# Article start

ChiSquared: Chi-Squared Distribution Class

Description

Mathematical and statistical functions for the Chi-Squared distribution, which is commonly used to model the sum of independent squared Normal distributions and for confidence intervals.

Value

Returns an R6 object inheriting from class SDistribution.

Constructor

ChiSquared$new(df = 1, decorators = NULL, verbose = FALSE)

Constructor Arguments

Argument Type Details
df numeric degrees of freedom.

decorators Decorator decorators to add functionality. See details.

Constructor Details

The Chi-Squared distribution is parameterised with df as a positive numeric.

Public Variables

Variable Return
name Name of distribution.
short_name Id of distribution.
description Brief description of distribution.

Public Methods

Accessor Methods Link
decorators() decorators
traits() traits
valueSupport() valueSupport
variateForm() variateForm
type() type
properties() properties
support() support
symmetry() symmetry
sup() sup
inf() inf
dmax() dmax
dmin() dmin
skewnessType() skewnessType
kurtosisType() kurtosisType

Statistical Methods

Link
pdf(x1, ..., log = FALSE, simplify = TRUE) pdf
cdf(x1, ..., lower.tail = TRUE, log.p = FALSE, simplify = TRUE) cdf
quantile(p, ..., lower.tail = TRUE, log.p = FALSE, simplify = TRUE) quantile.Distribution
rand(n, simplify = TRUE) rand
mean() mean.Distribution
variance() variance
stdev() stdev
prec() prec
cor() cor
skewness() skewness
kurtosis(excess = TRUE) kurtosis
entropy(base = 2) entropy
mgf(t) mgf
cf(t) cf
pgf(z) pgf
median() median.Distribution
iqr() iqr
mode(which = "all") mode

Parameter Methods

Link
parameters(id) parameters
getParameterValue(id, error = "warn") getParameterValue
setParameterValue(..., lst = NULL, error = "warn") setParameterValue

Validation Methods

Link
liesInSupport(x, all = TRUE, bound = FALSE) liesInSupport
liesInType(x, all = TRUE, bound = FALSE) liesInType

Representation Methods

Link
strprint(n = 2) strprint
print(n = 2) print
summary(full = T) summary.Distribution

Details

The Chi-Squared distribution parameterised with degrees of freedom, \(\nu\), is defined by the pdf, $$f(x) = (x^{\nu/2-1} exp(-x/2))/(2^{\nu/2}\Gamma(\nu/2))$$ for \(\nu > 0\).

# Article end
# Information given start

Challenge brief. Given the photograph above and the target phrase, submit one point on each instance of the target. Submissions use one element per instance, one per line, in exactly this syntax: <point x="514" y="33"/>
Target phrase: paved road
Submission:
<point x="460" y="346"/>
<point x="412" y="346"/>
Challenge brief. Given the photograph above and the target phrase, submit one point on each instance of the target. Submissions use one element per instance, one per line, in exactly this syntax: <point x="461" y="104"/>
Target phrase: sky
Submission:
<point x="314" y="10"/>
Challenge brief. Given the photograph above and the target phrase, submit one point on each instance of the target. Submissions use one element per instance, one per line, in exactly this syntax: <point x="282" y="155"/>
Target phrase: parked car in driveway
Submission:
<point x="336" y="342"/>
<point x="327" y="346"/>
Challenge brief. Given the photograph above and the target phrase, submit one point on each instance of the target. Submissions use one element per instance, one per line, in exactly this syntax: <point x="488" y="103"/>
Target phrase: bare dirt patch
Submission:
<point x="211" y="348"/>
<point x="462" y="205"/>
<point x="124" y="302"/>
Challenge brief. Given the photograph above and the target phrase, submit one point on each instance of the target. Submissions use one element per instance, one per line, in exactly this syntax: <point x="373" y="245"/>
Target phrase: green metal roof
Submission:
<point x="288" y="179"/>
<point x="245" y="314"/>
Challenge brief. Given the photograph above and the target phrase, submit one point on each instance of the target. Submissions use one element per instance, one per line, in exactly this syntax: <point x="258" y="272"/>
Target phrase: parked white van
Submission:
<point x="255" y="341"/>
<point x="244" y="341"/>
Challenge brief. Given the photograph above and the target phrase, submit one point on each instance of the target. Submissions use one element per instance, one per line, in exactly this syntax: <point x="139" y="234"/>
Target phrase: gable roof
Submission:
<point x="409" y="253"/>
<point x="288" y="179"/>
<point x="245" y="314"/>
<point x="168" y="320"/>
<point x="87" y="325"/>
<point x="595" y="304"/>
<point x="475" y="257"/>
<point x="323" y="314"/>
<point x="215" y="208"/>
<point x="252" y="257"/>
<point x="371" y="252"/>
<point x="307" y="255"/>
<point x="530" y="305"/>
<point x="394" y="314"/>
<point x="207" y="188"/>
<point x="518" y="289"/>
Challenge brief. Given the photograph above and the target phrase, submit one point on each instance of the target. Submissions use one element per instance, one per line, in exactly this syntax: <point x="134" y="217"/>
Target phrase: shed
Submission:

# Information given end

> [To do]:
1. Answer the following questions using the Chi-Squared distribution documentation:
(a) From which class does the returned R6 object inherit?
(b) What is the default value of df in the constructor?
(c) What is the default value of the base argument of the entropy method?
2. Write the next part of the Chi-Squared distribution documentation, continuing after its final sentence.
The items bear no relation to the Chi-Squared distribution documentation.

> [Responses per task]:
1.
(a) SDistribution
(b) 1
(c) 2

2.
The distribution is supported on the Positive Reals.

References

McLaughlin, M. P. (2001). A compendium of common probability distributions (pp. 2014-01). Michael P. McLaughlin.

See Also

listDistributions for all available distributions. Normal for the Normal distribution, ChiSquaredNoncentral for the noncentral Chi-Squared distribution.

Examples

Run this code
# NOT RUN {
x = ChiSquared$new(df = 2)

# Update parameters
x$setParameterValue(location = 3)
x$parameters()

# d/p/q/r
x$pdf(5)
x$cdf(5)
x$quantile(0.42)
x$rand(4)

# Statistics
x$mean()
x$variance()

summary(x)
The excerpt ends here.